■ Set problem: Reproduce word for word everything in the listing from the line containing "locate the roof" down to the line containing "153, 407, 206]]", including both of those lines.

Begin Entries supplied

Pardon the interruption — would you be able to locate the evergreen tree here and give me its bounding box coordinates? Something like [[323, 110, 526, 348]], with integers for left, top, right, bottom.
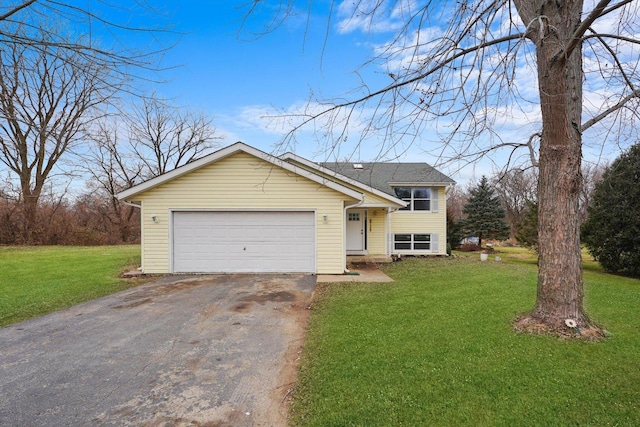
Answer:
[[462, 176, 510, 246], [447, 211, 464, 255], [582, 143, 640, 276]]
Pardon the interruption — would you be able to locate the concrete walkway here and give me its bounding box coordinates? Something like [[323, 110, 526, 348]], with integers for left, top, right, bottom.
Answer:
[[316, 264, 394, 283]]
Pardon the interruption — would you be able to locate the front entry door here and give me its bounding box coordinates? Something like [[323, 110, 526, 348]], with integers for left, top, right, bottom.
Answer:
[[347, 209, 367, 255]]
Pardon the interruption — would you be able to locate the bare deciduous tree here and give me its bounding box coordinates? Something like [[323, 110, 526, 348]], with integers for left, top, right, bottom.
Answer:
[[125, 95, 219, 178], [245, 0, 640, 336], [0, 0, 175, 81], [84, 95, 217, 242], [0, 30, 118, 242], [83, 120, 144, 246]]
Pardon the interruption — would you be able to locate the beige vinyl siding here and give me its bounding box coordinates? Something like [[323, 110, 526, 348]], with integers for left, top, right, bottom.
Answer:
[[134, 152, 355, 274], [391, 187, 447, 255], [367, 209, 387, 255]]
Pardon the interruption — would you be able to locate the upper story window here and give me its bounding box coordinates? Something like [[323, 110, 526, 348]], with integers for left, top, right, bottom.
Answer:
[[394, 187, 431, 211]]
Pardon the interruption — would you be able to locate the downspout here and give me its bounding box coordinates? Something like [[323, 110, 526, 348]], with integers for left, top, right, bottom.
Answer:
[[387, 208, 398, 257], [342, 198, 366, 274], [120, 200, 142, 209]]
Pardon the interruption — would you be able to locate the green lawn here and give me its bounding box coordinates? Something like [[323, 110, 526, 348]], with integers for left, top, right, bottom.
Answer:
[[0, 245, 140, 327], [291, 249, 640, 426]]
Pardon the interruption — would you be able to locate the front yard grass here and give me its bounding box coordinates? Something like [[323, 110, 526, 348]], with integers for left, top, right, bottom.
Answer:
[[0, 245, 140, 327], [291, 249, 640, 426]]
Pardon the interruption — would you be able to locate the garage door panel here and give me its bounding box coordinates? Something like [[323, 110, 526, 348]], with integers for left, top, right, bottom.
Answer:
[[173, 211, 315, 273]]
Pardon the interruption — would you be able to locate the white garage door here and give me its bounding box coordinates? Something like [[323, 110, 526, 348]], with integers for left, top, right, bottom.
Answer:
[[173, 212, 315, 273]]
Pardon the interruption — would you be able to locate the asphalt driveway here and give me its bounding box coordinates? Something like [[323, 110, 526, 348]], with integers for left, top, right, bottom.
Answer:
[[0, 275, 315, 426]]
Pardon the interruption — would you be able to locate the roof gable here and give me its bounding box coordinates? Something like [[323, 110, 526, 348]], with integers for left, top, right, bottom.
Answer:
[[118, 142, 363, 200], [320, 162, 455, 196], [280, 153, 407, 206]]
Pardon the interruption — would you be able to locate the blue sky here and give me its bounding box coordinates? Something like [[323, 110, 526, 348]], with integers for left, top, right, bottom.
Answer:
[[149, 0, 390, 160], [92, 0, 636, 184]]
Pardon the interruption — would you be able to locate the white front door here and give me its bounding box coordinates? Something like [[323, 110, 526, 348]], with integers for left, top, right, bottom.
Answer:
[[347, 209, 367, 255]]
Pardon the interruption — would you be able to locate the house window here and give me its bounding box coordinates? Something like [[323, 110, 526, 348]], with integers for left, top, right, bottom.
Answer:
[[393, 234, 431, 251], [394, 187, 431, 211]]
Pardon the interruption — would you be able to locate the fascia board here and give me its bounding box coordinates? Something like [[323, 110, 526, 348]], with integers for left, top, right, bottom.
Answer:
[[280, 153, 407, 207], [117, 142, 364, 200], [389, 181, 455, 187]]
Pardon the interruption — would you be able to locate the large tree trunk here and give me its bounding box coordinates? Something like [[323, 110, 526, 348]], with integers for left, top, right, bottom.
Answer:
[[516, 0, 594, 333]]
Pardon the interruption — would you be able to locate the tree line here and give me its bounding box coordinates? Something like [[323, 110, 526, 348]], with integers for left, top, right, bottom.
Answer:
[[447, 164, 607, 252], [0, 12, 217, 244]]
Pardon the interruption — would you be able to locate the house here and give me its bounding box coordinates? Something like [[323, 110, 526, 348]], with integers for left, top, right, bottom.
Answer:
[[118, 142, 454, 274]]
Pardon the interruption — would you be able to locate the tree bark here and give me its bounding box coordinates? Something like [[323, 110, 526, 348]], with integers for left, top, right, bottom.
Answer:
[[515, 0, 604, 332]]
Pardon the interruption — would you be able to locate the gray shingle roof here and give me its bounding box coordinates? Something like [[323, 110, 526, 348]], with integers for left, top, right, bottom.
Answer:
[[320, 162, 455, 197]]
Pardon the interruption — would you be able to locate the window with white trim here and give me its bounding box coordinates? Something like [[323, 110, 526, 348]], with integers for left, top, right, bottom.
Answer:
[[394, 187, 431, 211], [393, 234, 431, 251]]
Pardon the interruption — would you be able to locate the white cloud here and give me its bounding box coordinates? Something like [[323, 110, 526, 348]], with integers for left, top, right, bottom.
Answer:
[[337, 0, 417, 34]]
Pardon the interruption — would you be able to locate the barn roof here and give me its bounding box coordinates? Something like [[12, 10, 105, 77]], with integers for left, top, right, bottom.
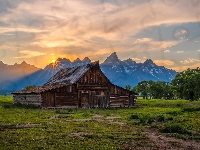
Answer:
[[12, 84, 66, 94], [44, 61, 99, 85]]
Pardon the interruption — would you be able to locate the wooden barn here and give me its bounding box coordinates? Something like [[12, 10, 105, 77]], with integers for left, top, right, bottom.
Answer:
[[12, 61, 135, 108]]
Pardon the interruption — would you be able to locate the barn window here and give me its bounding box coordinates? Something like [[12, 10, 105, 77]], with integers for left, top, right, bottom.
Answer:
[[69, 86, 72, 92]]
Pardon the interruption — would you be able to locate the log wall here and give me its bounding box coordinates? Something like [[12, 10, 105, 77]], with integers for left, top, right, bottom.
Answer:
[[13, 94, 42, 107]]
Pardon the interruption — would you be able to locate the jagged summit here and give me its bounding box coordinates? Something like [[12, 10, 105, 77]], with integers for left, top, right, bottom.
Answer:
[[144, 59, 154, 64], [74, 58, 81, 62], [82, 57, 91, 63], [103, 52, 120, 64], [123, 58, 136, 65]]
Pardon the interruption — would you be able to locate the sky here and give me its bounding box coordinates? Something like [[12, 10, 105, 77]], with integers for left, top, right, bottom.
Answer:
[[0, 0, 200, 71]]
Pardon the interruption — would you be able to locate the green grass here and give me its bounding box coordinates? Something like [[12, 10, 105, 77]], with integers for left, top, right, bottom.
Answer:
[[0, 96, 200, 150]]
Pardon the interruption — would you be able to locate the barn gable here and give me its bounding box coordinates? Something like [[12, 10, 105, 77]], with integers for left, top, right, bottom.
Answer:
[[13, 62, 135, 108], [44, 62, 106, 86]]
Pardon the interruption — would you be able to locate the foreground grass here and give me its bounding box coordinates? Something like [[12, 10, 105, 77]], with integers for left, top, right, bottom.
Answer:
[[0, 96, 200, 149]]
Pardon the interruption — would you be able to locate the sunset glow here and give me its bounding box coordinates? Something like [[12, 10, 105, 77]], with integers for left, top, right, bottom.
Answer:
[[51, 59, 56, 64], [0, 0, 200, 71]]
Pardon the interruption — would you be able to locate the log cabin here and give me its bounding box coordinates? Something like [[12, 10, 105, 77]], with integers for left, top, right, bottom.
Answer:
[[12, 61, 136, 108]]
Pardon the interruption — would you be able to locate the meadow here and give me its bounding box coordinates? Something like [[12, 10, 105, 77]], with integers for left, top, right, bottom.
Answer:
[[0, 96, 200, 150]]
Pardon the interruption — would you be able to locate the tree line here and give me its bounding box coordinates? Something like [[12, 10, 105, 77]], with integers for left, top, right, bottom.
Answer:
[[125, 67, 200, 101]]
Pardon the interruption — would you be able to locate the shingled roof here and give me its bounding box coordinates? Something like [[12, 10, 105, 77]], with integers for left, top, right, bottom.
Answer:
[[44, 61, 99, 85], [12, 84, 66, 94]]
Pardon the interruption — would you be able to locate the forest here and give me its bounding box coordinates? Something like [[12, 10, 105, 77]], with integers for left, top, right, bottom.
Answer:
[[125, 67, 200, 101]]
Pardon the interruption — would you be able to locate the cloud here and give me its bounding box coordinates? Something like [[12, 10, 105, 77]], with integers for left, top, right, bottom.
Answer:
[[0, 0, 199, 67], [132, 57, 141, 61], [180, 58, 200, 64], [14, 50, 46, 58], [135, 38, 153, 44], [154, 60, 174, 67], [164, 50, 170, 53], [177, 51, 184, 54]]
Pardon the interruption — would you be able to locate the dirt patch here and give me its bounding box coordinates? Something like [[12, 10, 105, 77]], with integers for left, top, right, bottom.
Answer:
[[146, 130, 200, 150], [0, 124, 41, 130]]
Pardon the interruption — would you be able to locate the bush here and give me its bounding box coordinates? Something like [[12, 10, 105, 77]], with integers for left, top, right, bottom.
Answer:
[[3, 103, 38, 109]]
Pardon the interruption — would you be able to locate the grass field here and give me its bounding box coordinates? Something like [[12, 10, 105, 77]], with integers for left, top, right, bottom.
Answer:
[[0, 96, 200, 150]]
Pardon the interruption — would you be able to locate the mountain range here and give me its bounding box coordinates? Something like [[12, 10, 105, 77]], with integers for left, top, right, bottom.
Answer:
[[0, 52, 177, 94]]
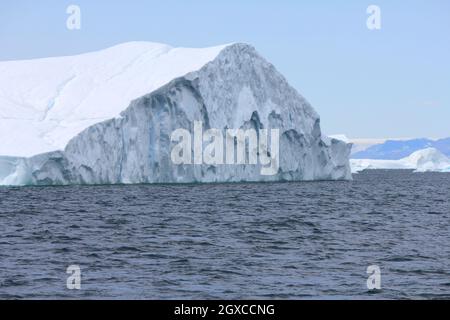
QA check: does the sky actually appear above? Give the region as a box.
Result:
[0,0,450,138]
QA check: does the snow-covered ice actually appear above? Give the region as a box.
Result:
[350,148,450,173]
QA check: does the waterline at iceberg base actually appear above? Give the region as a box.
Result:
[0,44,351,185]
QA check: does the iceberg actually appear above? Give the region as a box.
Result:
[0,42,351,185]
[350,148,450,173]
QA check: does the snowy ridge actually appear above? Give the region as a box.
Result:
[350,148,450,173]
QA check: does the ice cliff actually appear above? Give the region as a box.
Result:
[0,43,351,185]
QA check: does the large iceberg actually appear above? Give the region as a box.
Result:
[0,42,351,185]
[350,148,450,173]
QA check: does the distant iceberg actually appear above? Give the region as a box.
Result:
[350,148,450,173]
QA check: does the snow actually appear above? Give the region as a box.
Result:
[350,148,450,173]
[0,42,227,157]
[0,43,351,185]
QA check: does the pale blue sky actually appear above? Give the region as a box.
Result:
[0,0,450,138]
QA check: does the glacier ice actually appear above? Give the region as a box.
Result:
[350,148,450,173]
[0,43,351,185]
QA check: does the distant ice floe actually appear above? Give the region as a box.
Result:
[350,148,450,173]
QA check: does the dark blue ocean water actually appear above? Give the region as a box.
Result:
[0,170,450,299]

End Entries supplied

■ Answer to the task:
Pardon the interruption — would you be able to locate the roof gable here and give me its bounding box coordinates? Something like [[323, 110, 526, 348]], with integers for left, top, right, bottom.
Answer:
[[118, 142, 363, 200], [320, 162, 455, 196], [280, 153, 407, 206]]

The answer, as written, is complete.